▶ _What is expected_: Copy all of the material below line for line, leaving out the pictures.

(Records from a data source)

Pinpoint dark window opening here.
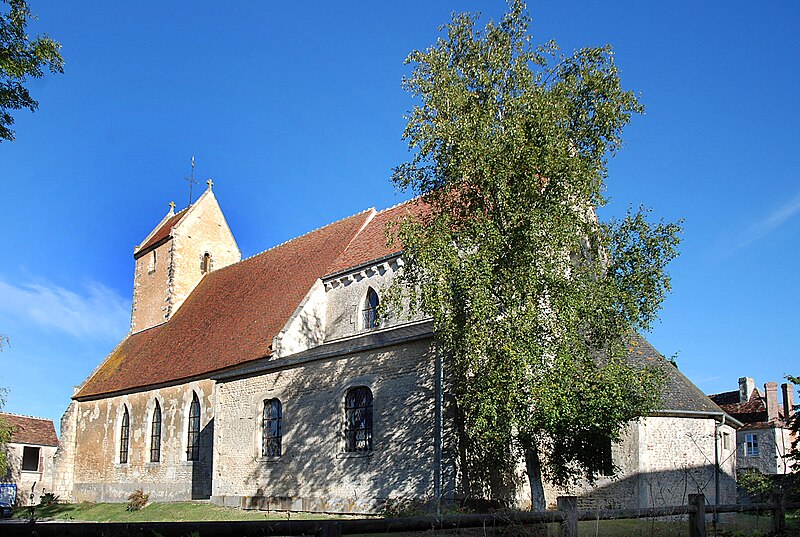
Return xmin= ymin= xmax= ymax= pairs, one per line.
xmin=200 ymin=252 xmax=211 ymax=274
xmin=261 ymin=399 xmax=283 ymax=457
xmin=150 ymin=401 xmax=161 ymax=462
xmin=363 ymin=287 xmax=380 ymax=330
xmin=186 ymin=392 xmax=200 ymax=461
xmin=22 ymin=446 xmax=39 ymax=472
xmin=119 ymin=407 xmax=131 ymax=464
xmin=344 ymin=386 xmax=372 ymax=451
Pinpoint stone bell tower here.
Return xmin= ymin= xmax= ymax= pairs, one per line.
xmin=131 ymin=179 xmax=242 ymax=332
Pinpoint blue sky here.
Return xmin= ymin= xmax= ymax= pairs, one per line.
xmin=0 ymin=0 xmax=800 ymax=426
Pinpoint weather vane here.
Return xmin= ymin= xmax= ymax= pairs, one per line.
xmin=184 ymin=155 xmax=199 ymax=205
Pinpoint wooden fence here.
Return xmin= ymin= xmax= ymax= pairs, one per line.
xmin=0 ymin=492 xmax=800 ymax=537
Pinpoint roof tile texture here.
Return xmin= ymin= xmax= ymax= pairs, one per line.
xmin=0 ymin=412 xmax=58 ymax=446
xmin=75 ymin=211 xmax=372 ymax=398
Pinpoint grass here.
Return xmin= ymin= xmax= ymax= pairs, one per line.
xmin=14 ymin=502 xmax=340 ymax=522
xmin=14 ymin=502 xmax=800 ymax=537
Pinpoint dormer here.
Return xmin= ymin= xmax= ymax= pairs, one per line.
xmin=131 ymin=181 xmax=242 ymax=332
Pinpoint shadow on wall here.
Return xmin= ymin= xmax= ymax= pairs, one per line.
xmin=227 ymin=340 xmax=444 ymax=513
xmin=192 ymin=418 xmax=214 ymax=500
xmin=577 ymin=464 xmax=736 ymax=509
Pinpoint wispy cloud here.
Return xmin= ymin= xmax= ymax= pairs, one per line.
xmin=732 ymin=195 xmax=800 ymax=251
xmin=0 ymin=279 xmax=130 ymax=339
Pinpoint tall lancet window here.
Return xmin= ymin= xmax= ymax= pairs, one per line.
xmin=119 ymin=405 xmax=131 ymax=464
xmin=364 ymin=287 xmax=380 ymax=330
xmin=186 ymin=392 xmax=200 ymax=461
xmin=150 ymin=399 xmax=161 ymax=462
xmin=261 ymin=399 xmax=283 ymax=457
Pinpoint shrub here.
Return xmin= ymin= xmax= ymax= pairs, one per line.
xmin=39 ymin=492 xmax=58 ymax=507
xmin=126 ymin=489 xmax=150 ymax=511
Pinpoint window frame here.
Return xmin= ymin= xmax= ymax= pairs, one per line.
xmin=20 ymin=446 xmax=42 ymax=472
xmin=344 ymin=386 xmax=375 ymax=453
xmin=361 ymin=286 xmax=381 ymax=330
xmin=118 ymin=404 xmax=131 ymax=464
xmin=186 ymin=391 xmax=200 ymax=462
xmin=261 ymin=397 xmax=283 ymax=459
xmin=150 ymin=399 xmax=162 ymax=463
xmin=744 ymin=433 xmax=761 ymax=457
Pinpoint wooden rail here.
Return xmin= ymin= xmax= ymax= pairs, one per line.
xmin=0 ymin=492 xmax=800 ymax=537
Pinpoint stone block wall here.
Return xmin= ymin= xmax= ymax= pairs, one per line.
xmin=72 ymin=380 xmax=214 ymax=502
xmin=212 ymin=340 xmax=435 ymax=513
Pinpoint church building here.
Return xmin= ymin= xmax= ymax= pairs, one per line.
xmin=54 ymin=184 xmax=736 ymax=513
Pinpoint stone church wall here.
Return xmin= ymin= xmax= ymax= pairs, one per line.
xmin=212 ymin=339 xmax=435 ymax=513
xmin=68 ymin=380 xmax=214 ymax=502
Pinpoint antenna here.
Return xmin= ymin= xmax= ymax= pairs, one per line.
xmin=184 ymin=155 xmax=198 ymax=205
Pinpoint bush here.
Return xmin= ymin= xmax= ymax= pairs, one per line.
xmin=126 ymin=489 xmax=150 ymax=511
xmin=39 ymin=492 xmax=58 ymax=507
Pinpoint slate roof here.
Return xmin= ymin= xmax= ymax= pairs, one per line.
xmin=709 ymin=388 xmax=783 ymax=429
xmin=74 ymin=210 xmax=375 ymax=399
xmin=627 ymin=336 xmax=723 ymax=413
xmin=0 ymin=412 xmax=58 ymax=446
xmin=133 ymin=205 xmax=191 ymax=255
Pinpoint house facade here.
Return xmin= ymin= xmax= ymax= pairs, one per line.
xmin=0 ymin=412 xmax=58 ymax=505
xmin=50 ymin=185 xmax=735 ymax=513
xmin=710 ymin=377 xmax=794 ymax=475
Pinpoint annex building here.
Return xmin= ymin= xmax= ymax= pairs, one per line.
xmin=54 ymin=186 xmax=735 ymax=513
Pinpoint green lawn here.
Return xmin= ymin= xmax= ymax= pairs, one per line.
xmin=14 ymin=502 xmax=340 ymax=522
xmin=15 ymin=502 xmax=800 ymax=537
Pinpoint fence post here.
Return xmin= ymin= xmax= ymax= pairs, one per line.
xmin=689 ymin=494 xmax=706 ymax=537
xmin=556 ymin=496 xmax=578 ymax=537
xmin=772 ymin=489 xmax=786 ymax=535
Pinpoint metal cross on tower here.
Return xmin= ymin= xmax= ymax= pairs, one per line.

▶ _Completed task_:
Pinpoint dark window opening here.
Return xmin= ymin= xmax= ymax= pairs, one per line.
xmin=200 ymin=252 xmax=211 ymax=274
xmin=261 ymin=399 xmax=283 ymax=457
xmin=150 ymin=401 xmax=161 ymax=462
xmin=363 ymin=287 xmax=380 ymax=330
xmin=186 ymin=392 xmax=200 ymax=461
xmin=22 ymin=446 xmax=39 ymax=472
xmin=119 ymin=407 xmax=131 ymax=464
xmin=344 ymin=386 xmax=372 ymax=451
Pinpoint stone bell tower here.
Return xmin= ymin= xmax= ymax= pairs, one per line.
xmin=131 ymin=179 xmax=242 ymax=332
Pinpoint blue sky here.
Return xmin= ymin= xmax= ymax= pairs, one per line.
xmin=0 ymin=0 xmax=800 ymax=426
Pinpoint weather vane here.
Return xmin= ymin= xmax= ymax= pairs, one per line.
xmin=184 ymin=155 xmax=199 ymax=205
Pinpoint wooden fence here.
Return xmin= ymin= xmax= ymax= pairs, one per line.
xmin=0 ymin=492 xmax=800 ymax=537
Pinpoint roof tile texture here.
Return xmin= ymin= xmax= ymax= pairs, one per line.
xmin=0 ymin=412 xmax=58 ymax=446
xmin=75 ymin=211 xmax=372 ymax=398
Pinpoint grass here.
Return xmin= ymin= xmax= ymax= pairs, one per line.
xmin=14 ymin=502 xmax=340 ymax=522
xmin=14 ymin=502 xmax=800 ymax=537
Pinpoint dormer here.
Return xmin= ymin= xmax= ymax= pairs, one per line.
xmin=131 ymin=181 xmax=242 ymax=332
Pinpoint shadow on wall here.
Return xmin= ymin= xmax= ymax= pairs, one per line.
xmin=227 ymin=340 xmax=444 ymax=513
xmin=192 ymin=418 xmax=214 ymax=500
xmin=577 ymin=464 xmax=736 ymax=509
Pinpoint wispy cloud here.
Return xmin= ymin= xmax= ymax= pairs, one per line.
xmin=732 ymin=195 xmax=800 ymax=251
xmin=0 ymin=279 xmax=130 ymax=339
Pinpoint tall lancet window here.
Return xmin= ymin= xmax= ymax= pairs, one per line.
xmin=119 ymin=405 xmax=131 ymax=464
xmin=364 ymin=287 xmax=380 ymax=330
xmin=186 ymin=392 xmax=200 ymax=461
xmin=150 ymin=399 xmax=161 ymax=462
xmin=261 ymin=399 xmax=283 ymax=457
Pinpoint shrub here.
Return xmin= ymin= xmax= ymax= pairs, one per line.
xmin=39 ymin=492 xmax=58 ymax=507
xmin=126 ymin=489 xmax=150 ymax=511
Pinpoint window frame here.
Return xmin= ymin= xmax= ymax= pairs, one per line.
xmin=20 ymin=446 xmax=42 ymax=472
xmin=344 ymin=386 xmax=375 ymax=453
xmin=361 ymin=286 xmax=381 ymax=330
xmin=118 ymin=404 xmax=131 ymax=464
xmin=186 ymin=391 xmax=200 ymax=462
xmin=261 ymin=397 xmax=283 ymax=459
xmin=150 ymin=399 xmax=162 ymax=463
xmin=744 ymin=433 xmax=761 ymax=457
Pinpoint wooden rail here.
Return xmin= ymin= xmax= ymax= pairs, one per line.
xmin=0 ymin=492 xmax=800 ymax=537
Pinpoint stone block wall here.
Return xmin= ymin= xmax= ymax= pairs, one per line.
xmin=72 ymin=380 xmax=214 ymax=502
xmin=212 ymin=340 xmax=435 ymax=513
Pinpoint church building here.
Return xmin= ymin= xmax= ymax= pairs, one per line.
xmin=54 ymin=184 xmax=736 ymax=513
Pinpoint stone church wall here.
Return xmin= ymin= xmax= ymax= pairs, one per line.
xmin=212 ymin=339 xmax=435 ymax=513
xmin=68 ymin=380 xmax=214 ymax=502
Pinpoint antenna here.
Return xmin= ymin= xmax= ymax= pairs, one per line.
xmin=184 ymin=155 xmax=198 ymax=205
Pinpoint bush here.
Return xmin= ymin= xmax= ymax= pairs, one per line.
xmin=126 ymin=489 xmax=150 ymax=511
xmin=39 ymin=492 xmax=58 ymax=507
Pinpoint slate roof here.
Return xmin= ymin= xmax= ymax= pairs, one per line.
xmin=709 ymin=388 xmax=783 ymax=429
xmin=74 ymin=210 xmax=375 ymax=399
xmin=627 ymin=336 xmax=723 ymax=413
xmin=0 ymin=412 xmax=58 ymax=446
xmin=133 ymin=205 xmax=191 ymax=255
Pinpoint house facade here.
Return xmin= ymin= xmax= ymax= pairs, one per line.
xmin=0 ymin=412 xmax=58 ymax=505
xmin=50 ymin=185 xmax=735 ymax=513
xmin=710 ymin=377 xmax=794 ymax=475
Pinpoint annex building here.
Return xmin= ymin= xmax= ymax= pairs, one per line.
xmin=54 ymin=186 xmax=735 ymax=513
Pinpoint green lawn here.
Return xmin= ymin= xmax= ymax= pairs, one per line.
xmin=14 ymin=502 xmax=340 ymax=522
xmin=15 ymin=502 xmax=800 ymax=537
Pinpoint fence post here.
Return xmin= ymin= xmax= ymax= pairs, one per line.
xmin=689 ymin=494 xmax=706 ymax=537
xmin=556 ymin=496 xmax=578 ymax=537
xmin=772 ymin=489 xmax=786 ymax=535
Pinpoint metal cross on tower here.
Return xmin= ymin= xmax= ymax= pairs, one per line.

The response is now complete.